Portion of a data file
┄┄┄┄┄┄┄┄┄┄

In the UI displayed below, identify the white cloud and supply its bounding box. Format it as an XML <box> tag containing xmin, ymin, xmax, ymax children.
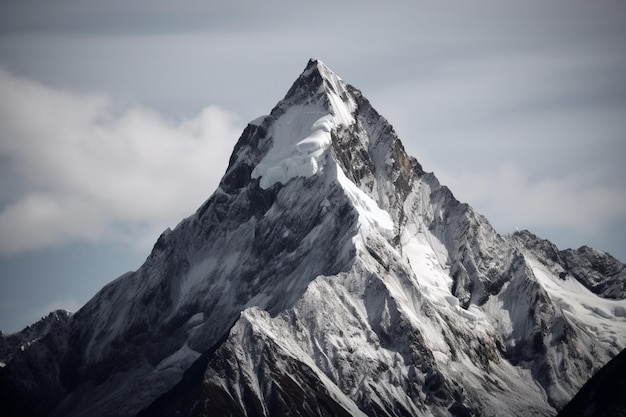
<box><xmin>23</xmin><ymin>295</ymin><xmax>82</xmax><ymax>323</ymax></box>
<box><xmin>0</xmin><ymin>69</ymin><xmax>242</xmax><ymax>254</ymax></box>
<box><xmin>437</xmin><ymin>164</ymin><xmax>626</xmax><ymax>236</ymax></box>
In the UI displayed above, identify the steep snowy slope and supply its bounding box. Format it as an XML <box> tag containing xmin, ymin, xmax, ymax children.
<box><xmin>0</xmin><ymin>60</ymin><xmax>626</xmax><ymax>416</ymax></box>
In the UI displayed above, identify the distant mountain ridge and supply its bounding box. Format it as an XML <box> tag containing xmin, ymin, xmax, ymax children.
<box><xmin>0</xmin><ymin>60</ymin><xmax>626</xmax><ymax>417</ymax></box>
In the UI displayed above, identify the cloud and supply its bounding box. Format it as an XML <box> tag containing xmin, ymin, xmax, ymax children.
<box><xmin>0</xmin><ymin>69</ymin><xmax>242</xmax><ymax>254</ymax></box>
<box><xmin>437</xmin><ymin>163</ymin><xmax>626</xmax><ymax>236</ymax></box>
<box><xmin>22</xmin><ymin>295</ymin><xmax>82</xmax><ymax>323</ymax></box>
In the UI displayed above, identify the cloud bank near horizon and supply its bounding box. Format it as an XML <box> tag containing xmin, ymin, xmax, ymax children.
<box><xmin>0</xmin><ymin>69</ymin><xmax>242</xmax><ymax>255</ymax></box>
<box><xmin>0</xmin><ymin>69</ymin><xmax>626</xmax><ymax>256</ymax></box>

┄┄┄┄┄┄┄┄┄┄

* [WORK REQUIRED]: Output every line of the records above as a Markdown table with the columns Row and Line, numbering the rows and skipping blank lines. Leave the pictures out.

* [ANSWER TO THIS PROBLEM]:
| Row | Line |
|---|---|
| 1 | In the UI displayed below, identify the white cloud and supply its bounding box. Format it as an XML <box> tag containing xmin, ymin, xmax, ymax children. |
| 2 | <box><xmin>23</xmin><ymin>295</ymin><xmax>82</xmax><ymax>323</ymax></box> |
| 3 | <box><xmin>0</xmin><ymin>69</ymin><xmax>242</xmax><ymax>254</ymax></box> |
| 4 | <box><xmin>437</xmin><ymin>164</ymin><xmax>626</xmax><ymax>236</ymax></box> |
| 5 | In the UI displayed above, identify the steep snowy slope and supply its bounding box. Format it as an XML <box> tag containing xmin, ymin, xmax, ymax children. |
| 6 | <box><xmin>0</xmin><ymin>60</ymin><xmax>626</xmax><ymax>416</ymax></box> |
| 7 | In the UI displayed above, identify the distant mountain ridge and supply its bounding box. Format it as an XML <box> tag containing xmin, ymin, xmax, ymax children. |
| 8 | <box><xmin>0</xmin><ymin>60</ymin><xmax>626</xmax><ymax>417</ymax></box> |
| 9 | In the UI displayed above, identify the cloud and supply its bounding box. Format it as an XML <box> tag containing xmin, ymin, xmax, ymax children. |
| 10 | <box><xmin>0</xmin><ymin>69</ymin><xmax>242</xmax><ymax>254</ymax></box> |
| 11 | <box><xmin>437</xmin><ymin>163</ymin><xmax>626</xmax><ymax>236</ymax></box> |
| 12 | <box><xmin>22</xmin><ymin>295</ymin><xmax>82</xmax><ymax>323</ymax></box> |
| 13 | In the UI displayed above, identify the cloud bank near horizon and supply its bounding box. Format it as an XML <box> tag containing xmin, ymin, xmax, ymax children. |
| 14 | <box><xmin>0</xmin><ymin>69</ymin><xmax>242</xmax><ymax>255</ymax></box> |
| 15 | <box><xmin>0</xmin><ymin>69</ymin><xmax>626</xmax><ymax>256</ymax></box> |